▸ **What to produce**: Can you rewrite the part of the listing that opens with the line containing "Give x and y for each instance of the man with" and closes with the line containing "<point>352,427</point>", keeping every line and offsetting each coordinate in the answer points by 38 while leaving the rest unchanged?

[BEGIN Input]

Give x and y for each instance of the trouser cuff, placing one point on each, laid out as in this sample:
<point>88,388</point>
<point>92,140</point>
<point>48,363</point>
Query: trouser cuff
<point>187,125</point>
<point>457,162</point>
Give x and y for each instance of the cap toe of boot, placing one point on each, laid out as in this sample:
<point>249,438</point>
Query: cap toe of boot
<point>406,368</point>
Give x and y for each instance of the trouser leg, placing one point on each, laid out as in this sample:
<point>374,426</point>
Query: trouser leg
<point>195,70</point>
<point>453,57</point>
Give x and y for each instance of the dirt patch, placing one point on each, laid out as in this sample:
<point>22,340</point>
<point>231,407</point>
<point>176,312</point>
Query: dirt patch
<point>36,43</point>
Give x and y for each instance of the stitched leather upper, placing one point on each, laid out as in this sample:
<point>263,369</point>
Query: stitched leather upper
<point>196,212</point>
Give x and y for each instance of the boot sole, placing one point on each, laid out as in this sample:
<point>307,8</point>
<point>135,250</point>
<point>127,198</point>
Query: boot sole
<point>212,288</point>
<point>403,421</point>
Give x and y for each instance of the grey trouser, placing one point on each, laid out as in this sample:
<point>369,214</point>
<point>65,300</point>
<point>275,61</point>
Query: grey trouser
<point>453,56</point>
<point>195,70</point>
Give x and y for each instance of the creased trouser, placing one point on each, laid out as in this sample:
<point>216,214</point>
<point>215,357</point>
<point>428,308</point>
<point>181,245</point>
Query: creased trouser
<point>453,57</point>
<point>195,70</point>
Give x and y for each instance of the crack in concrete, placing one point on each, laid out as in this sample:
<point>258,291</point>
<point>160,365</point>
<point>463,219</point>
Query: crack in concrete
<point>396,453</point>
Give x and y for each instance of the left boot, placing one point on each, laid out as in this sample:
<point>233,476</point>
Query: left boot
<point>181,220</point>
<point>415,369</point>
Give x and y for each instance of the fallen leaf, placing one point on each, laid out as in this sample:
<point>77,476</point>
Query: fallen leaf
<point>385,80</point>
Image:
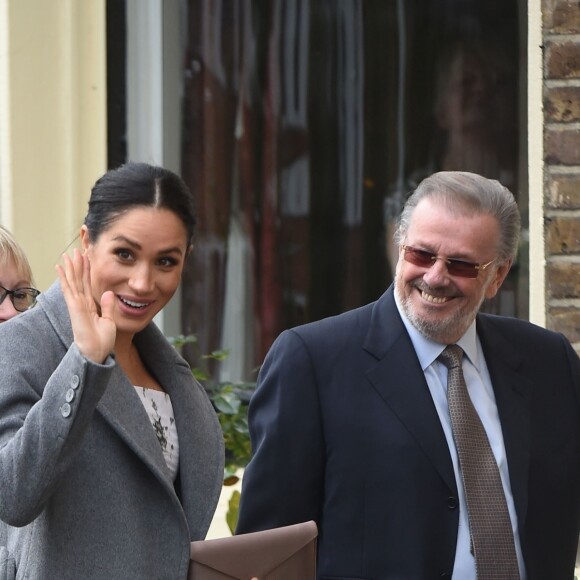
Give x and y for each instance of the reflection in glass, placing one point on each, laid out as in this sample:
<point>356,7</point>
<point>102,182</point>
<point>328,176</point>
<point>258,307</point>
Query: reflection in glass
<point>306,124</point>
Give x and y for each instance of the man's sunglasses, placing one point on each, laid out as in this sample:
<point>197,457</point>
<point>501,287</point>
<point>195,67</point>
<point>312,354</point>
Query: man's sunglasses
<point>455,267</point>
<point>22,298</point>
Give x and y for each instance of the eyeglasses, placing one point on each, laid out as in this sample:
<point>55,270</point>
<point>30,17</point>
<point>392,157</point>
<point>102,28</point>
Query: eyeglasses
<point>455,267</point>
<point>22,298</point>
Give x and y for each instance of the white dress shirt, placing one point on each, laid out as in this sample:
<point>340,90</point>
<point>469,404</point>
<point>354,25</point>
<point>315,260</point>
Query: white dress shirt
<point>481,393</point>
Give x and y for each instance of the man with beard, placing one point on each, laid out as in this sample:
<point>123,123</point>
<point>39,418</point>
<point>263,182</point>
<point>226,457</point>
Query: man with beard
<point>352,427</point>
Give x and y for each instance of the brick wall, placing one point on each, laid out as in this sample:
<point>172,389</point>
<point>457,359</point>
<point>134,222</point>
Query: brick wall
<point>561,22</point>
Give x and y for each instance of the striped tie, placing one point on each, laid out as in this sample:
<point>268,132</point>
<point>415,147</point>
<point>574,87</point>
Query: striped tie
<point>489,521</point>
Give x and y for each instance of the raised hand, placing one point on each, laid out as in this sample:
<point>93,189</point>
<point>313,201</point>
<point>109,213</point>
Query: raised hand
<point>94,332</point>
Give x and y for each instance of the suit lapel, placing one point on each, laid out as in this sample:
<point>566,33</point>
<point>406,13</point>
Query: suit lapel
<point>400,381</point>
<point>513,394</point>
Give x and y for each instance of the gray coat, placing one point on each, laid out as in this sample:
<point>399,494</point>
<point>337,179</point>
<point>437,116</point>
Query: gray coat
<point>84,488</point>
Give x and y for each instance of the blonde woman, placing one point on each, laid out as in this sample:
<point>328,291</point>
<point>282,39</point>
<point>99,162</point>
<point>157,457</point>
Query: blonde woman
<point>17,293</point>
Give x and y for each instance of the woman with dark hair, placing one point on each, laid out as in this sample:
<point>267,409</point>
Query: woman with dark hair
<point>111,455</point>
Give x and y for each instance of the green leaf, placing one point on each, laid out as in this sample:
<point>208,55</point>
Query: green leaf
<point>233,510</point>
<point>227,403</point>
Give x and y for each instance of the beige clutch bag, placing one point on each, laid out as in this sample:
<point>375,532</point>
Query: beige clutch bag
<point>282,553</point>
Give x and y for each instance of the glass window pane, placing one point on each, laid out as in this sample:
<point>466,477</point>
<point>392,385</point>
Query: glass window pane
<point>306,124</point>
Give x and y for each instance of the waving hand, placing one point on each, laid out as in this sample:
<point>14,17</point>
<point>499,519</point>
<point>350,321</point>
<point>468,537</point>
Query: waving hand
<point>94,332</point>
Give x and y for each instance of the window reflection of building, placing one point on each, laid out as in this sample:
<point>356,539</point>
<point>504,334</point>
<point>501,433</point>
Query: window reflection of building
<point>290,118</point>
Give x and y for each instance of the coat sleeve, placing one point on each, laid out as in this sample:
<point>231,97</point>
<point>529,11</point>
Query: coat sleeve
<point>46,407</point>
<point>283,483</point>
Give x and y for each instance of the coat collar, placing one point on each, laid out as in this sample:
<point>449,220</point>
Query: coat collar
<point>398,378</point>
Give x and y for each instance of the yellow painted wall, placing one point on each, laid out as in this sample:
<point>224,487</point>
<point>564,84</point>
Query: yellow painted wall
<point>52,121</point>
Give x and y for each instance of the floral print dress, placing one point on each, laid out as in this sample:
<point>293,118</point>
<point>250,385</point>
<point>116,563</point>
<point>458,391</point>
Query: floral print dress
<point>160,411</point>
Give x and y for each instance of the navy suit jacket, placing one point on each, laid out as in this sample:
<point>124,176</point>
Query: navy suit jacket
<point>345,432</point>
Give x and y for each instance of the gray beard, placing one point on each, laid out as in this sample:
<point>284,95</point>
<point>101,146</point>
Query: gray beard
<point>444,331</point>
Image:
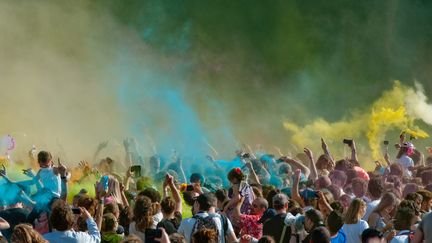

[END Input]

▸ **The result**:
Give x and y for each instance of the man with beard, placing one point on each, laid out as in this sample:
<point>123,123</point>
<point>39,418</point>
<point>263,182</point>
<point>226,457</point>
Query: man with beard
<point>390,465</point>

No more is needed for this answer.